* [Short exercise A]:
Answer these questions using the court opinion, giving each answer on its own line marked like its question:
(i) What amount of sanctions did the bankruptcy court impose on Koehler?
(ii) On what date did Grant file his Chapter 11 petition?
(iii) On what date was Grant's case closed?
* [Short exercise B]: Translate this sentence from the court opinion into Spanish: "Koehler assisted Grant in the refinancing, and eventually helped him to secure a favorable rate."
* [Short exercise C]: Retype the part of the court opinion starting with "holding that a" and going on through "September 30, 1997.".

* [Text passage]:
** Start **
United States Bankruptcy Appellate Panel, Eighth Circuit
Oct 31, 1997
213 B.R. 567 (B.A.P. 8th Cir. 1997)


holding that a court retains jurisdiction, after the case is closed, to enter contempt sanction for violation of a previous order

Summary of this case from In re Eveleth Mines, L.L.C.


BAP No. 97-6053.

Submitted September 30, 1997.

Decided October 31, 1997.

Richard A. Koehler, Butler, MO, for Appellant.

Erlene W. Krigel, Kansas City, MO, for Appellee.

Before KRESSEL, SCHERMER and SCOTT, Bankruptcy Judges.

Richard A. Koehler appeals from the bankruptcy court's order finding him in contempt and imposing sanctions in the amount of $15,082.01. We affirm.

The Honorable Karen M. See, United States Bankruptcy Judge for the Western District of Missouri.


William E. Grant and Richard A. Koehler first met in connection with Grant's attempt to obtain refinancing on a commercial property located in Butler, Missouri. In February of 1992, Grant contacted the First Bank of Butler to refinance a loan on his restaurant. Richard Koehler was employed by First Bank as a loan officer. Koehler assisted Grant in the refinancing, and eventually helped him to secure a favorable rate.

During the time that Grant was refinancing his loan, First Bank of Butler was purchased by Bates County National Bank. Subsequently, Koehler became an employee of Bates County National Bank.

When Grant became unable to operate the restaurant in June of 1992, Koehler assisted Grant in finding a purchaser and negotiating a purchase contract. When the contract fell through and Grant was threatened with foreclosure, Koehler advised Grant to file bankruptcy. With Koehler's assistance, Grant filed his Chapter 11 petition on December 24, 1992.

At the meeting of creditors, the United States Trustee told Koehler to file an application with the court to approve his employment. Despite a follow-up request, Koehler never applied for court approval to represent the debtor. On March 16, 1993, the United States Trustee filed a motion for disqualification, alleging that Koehler's employment by Bates County National Bank rendered him an interested party. On April 9, 1993, the bankruptcy court sustained the objections and entered an order disqualifying Koehler. The court expressly determined that Koehler's dual representation of the debtor and Bates County National Bank, a major secured creditor, created an actual conflict of interest. Accordingly, the court ordered Grant to obtain new counsel. The court also required Koehler to file and serve on the United States trustee and all creditors an accounting of any fees collected in conjunction with the bankruptcy case. Neither the debtor nor Koehler appealed the order.

11 U.S.C. § 327(a) provides: "Except as otherwise provided in this section, the trustee, with the court's approval, may employ one or more attorney . . . that do not hold or represent an interest adverse to the estate, and that are disinterested persons. . . ." Pursuant to § 1107(a), debtors in possession and their attorneys are subject to the same requirement.

Upon Koehler's recommendation, Grant subsequently sought approval to hire Charles C. Curry as his bankruptcy attorney and approval was granted. On August 25, 1993, the debtor's amended plan was confirmed. In the ensuing months, Grant continued to comply with the terms of his plan and made his final payment in October of 1994. On March 16, 1995, Grant's case was closed.
** End **
* [Data provided]:
** Start **
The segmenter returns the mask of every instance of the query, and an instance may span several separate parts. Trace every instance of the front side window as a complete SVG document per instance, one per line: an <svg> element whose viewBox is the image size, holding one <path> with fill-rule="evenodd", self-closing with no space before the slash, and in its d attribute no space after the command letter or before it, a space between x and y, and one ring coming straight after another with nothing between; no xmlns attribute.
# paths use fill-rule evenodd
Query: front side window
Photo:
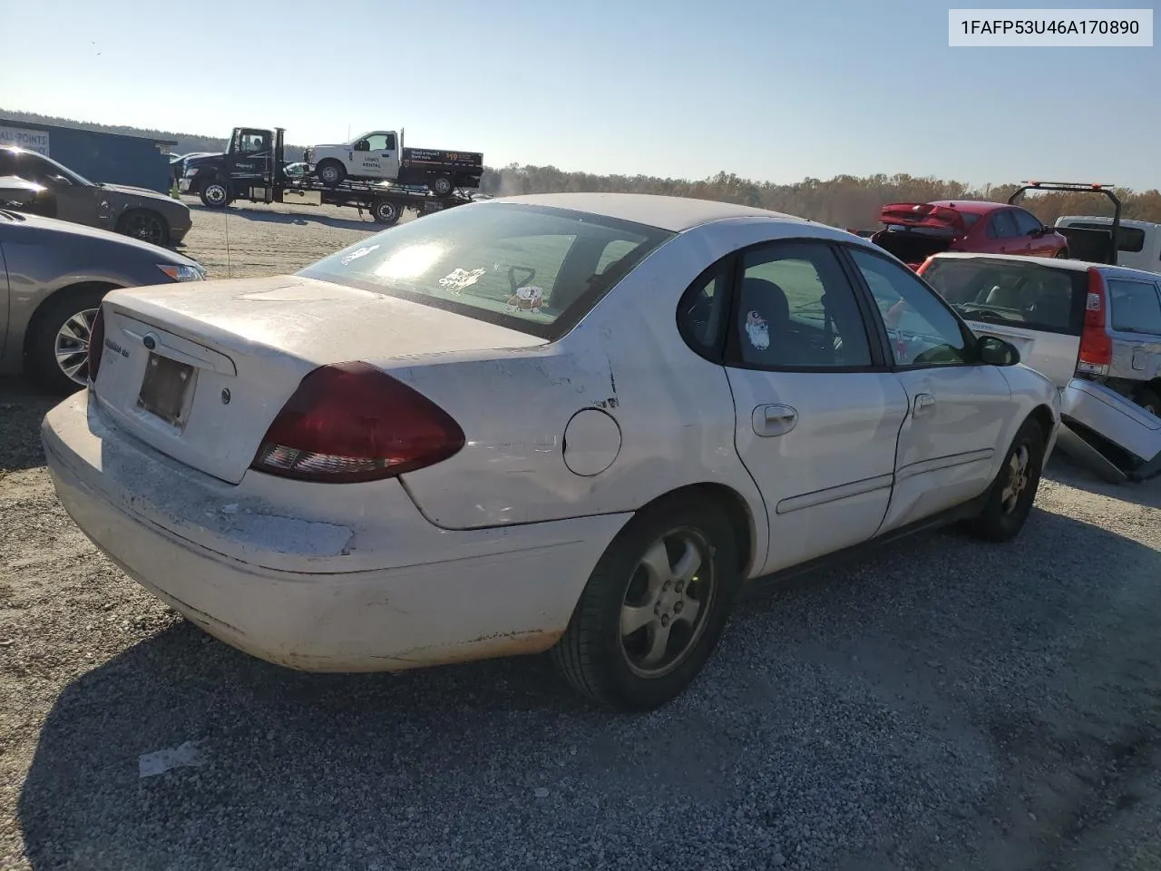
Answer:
** End **
* [Complete response A]:
(i) $15,082.01
(ii) December 24, 1992
(iii) March 16, 1995

* [Complete response B]: Koehler ayudó a Grant con el refinanciamiento y finalmente le ayudó a conseguir una tasa favorable.

* [Complete response C]:
holding that a court retains jurisdiction, after the case is closed, to enter contempt sanction for violation of a previous order

Summary of this case from In re Eveleth Mines, L.L.C.


BAP No. 97-6053.

Submitted September 30, 1997.